■ **WRITTEN TASK A**
In the passage on China, how many people does it say Mao Zedong's policies killed?

■ **PAGE**

— Begin —

In fact, in a Trump-bashing Washington Post column  advocating for an atheist in the White House, Max Boot asks if there’s “any reason to believe that China is a less moral place than the United States.” In a devastating  response, columnist Ben Weingarten explains that Boot’s contemptible assertion of moral equivalency is belied by “the 1.4 billion Chinese citizens living in the world’s leading surveillance state,” as well as “the 1 to 2 million Uighurs currently imprisoned in ‘re-education camps’ or countless others held captive for challenging the Party line.” Above it all is Mao Zedong, whose policies killed between 40 and 70 million people — more than Adolf Hitler and Joseph Stalin combined.

Unfortunately, if we’re restricted to talking about members of the Ruling Class in both countries, Boot has a point. No doubt there are as many Chinese leaders as their American counterparts talking about the net plus of international trade — as in a net plus that benefits the few at the expense of many.

Ordinary Americans? Buy your cheap consumer goods and shut up. If tainted pet food kills Americans’ pets, or defective drywall poses risks to American homes and their owners’ health? “It’s overwhelmingly in our interests that China prosper, that Mongolia prosper, that nations big and large, east and west, in Latin America and in Africa prosper,” said Joe Biden in 2013. “We want everyone to have a little money to make sure they can buy American products.”

— End —

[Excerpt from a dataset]
— Begin —

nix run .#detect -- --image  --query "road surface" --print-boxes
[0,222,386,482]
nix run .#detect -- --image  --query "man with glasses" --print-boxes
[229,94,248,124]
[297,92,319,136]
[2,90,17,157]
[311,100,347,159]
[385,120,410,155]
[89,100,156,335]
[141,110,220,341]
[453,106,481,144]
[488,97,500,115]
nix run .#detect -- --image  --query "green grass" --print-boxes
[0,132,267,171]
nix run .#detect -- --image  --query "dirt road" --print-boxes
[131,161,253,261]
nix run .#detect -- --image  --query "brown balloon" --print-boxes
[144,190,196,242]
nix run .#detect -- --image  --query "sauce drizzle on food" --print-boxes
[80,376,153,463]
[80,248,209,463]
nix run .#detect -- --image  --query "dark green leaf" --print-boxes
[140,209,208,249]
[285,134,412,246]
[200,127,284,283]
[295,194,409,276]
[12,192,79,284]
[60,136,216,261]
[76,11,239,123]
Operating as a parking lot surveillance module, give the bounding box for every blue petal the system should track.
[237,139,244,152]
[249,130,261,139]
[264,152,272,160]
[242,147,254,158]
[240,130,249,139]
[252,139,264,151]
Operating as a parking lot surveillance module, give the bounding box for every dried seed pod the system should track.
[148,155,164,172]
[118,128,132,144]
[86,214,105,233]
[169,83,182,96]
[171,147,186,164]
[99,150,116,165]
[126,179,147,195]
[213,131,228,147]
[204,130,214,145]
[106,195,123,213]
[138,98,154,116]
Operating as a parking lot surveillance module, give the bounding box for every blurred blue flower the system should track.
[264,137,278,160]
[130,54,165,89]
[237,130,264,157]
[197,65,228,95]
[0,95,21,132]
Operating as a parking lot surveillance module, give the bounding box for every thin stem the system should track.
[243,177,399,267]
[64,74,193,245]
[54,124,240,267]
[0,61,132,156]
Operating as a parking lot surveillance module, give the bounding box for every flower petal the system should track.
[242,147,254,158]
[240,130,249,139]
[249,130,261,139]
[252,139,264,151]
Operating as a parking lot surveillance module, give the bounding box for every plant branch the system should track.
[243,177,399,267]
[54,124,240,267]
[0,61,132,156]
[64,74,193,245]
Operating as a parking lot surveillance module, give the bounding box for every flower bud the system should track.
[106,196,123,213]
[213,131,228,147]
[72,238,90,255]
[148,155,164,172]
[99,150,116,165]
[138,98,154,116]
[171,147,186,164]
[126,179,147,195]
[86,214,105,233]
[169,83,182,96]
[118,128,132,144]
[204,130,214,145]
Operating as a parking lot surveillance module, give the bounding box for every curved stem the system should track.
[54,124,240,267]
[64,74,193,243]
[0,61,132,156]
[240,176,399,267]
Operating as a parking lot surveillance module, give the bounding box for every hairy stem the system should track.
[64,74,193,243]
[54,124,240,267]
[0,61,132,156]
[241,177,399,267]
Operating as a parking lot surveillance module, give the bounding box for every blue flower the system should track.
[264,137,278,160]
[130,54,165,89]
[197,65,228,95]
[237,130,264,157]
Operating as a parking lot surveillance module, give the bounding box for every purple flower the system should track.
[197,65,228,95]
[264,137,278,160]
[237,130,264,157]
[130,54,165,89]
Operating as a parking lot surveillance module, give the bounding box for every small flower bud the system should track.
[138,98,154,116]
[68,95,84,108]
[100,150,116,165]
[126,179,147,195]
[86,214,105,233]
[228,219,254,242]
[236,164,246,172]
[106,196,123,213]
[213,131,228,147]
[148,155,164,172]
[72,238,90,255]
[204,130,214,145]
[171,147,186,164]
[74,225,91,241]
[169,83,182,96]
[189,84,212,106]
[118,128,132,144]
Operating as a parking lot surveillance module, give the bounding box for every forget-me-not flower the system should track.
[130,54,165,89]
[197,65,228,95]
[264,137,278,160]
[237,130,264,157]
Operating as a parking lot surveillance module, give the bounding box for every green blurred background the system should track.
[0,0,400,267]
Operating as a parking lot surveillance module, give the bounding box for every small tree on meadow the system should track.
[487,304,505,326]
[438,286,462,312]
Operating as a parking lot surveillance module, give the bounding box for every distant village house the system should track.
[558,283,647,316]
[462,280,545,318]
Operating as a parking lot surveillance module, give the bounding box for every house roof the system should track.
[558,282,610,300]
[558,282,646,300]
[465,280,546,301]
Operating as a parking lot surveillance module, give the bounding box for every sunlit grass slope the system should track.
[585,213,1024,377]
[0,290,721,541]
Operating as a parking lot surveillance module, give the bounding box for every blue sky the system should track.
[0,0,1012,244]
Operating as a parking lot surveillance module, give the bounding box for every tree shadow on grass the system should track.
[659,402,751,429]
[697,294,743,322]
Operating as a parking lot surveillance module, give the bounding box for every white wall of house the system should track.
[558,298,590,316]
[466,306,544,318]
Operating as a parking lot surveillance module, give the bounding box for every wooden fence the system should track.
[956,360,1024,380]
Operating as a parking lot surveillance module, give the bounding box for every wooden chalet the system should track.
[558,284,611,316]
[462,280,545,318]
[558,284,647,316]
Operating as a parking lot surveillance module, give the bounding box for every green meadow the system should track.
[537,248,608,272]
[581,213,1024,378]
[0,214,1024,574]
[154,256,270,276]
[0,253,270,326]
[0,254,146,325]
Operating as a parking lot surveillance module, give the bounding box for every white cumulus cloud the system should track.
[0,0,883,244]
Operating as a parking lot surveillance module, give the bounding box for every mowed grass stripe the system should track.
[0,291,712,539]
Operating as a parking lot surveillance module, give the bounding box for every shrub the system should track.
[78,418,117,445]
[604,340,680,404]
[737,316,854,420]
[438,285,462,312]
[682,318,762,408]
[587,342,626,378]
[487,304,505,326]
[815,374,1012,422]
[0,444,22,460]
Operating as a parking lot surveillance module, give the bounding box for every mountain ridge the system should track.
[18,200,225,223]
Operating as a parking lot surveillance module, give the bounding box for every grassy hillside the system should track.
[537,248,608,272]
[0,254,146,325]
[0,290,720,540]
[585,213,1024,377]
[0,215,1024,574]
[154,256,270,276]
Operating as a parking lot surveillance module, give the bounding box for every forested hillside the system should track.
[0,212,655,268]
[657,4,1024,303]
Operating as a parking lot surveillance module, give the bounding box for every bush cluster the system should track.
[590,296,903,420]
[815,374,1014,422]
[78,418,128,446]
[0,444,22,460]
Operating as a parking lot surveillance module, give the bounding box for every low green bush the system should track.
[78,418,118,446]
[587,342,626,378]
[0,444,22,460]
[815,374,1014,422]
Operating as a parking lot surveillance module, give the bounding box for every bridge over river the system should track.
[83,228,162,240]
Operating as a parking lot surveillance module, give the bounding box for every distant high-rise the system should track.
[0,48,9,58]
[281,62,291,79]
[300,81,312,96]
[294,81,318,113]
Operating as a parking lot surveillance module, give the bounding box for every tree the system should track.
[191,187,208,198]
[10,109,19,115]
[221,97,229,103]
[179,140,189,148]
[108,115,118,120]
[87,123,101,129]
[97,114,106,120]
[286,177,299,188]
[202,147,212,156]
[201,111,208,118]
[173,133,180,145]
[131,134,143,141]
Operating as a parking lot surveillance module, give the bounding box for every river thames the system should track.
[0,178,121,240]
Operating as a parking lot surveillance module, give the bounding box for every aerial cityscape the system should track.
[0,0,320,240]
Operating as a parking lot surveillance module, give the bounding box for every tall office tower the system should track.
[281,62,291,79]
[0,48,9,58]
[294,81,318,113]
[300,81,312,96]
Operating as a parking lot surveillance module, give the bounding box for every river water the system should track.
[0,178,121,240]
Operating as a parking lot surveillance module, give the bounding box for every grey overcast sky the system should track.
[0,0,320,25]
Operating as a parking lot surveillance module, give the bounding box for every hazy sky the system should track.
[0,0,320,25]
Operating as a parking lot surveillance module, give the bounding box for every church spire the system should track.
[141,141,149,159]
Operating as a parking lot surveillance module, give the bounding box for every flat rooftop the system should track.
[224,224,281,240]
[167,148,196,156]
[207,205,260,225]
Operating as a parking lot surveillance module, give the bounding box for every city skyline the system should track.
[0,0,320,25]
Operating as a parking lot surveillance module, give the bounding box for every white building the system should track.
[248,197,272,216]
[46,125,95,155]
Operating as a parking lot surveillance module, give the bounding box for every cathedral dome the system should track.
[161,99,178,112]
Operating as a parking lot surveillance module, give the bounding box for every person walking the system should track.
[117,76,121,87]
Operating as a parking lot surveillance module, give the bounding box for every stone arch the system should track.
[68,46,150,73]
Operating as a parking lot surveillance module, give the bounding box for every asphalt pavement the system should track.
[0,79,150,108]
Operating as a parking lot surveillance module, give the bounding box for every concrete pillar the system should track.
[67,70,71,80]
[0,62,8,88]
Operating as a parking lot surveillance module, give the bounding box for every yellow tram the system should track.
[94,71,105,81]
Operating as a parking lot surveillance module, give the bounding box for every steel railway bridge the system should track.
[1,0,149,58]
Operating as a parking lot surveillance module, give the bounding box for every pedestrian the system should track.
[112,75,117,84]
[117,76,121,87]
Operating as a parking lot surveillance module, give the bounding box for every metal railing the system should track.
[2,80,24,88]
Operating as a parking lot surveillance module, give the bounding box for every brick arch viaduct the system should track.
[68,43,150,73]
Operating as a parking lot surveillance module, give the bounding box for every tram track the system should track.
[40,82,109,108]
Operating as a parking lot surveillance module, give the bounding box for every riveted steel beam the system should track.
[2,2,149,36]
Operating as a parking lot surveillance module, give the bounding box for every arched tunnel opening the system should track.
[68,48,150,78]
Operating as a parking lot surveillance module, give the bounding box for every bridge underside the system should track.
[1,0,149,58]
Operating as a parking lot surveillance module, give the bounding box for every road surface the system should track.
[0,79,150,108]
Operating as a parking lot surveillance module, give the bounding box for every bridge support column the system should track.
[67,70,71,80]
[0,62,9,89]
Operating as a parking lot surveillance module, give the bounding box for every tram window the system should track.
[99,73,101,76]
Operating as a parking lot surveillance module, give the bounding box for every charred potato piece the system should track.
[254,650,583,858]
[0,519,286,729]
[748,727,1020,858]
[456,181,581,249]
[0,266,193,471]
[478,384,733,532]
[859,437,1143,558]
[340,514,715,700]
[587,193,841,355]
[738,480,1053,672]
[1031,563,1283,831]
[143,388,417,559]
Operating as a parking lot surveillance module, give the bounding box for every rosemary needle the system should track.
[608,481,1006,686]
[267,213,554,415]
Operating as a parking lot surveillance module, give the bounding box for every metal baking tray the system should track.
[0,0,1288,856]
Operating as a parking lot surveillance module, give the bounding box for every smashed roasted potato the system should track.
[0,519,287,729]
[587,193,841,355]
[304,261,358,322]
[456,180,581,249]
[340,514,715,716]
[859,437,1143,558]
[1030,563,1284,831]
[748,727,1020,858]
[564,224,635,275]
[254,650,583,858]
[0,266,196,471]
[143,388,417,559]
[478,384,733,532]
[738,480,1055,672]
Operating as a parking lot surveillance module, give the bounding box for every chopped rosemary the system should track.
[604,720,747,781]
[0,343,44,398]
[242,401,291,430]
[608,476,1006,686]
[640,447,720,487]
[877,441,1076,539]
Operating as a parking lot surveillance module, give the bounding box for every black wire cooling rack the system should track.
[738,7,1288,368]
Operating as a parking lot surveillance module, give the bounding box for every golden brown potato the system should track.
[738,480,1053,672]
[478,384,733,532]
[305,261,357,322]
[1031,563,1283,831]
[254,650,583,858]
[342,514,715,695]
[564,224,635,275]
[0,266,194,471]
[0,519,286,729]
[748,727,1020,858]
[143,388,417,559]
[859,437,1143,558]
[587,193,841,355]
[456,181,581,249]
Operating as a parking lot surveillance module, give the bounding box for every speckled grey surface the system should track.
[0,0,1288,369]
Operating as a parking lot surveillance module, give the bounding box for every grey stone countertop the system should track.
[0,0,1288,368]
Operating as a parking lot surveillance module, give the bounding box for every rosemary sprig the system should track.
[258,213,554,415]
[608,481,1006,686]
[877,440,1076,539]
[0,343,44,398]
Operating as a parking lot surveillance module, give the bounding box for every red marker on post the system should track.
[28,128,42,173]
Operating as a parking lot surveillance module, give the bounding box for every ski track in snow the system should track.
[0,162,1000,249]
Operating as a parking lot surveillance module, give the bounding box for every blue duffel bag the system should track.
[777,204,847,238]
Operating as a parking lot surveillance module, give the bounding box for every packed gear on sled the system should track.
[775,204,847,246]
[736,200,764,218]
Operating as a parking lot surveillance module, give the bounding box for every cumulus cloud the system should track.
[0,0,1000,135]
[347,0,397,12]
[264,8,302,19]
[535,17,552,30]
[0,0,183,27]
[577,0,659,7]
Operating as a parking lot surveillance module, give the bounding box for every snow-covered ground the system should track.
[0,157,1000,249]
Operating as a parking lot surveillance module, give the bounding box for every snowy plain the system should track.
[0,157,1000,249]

— End —

■ **WRITTEN TASK B**
In the entries, write out the lines again, starting at the one that contains "grass the system should track." and stopping after the one that contains "[558,284,647,316]". Swap "wooden" for "timber" and leave everything else unchanged.

■ **CORRECT OUTPUT A**
Between 40 and 70 million people.

■ **CORRECT OUTPUT B**
Operating as a parking lot surveillance module, give the bounding box for every tree shadow on grass the system should track.
[659,402,751,429]
[697,294,743,322]
Operating as a parking lot surveillance module, give the bounding box for every white wall of house the system should track.
[558,298,590,316]
[466,306,544,318]
Operating as a parking lot surveillance module, give the bounding box for every timber fence the system should track.
[956,360,1024,380]
Operating as a parking lot surveillance module, give the bounding box for every timber chalet the system should track.
[558,284,611,316]
[462,280,545,318]
[558,284,647,316]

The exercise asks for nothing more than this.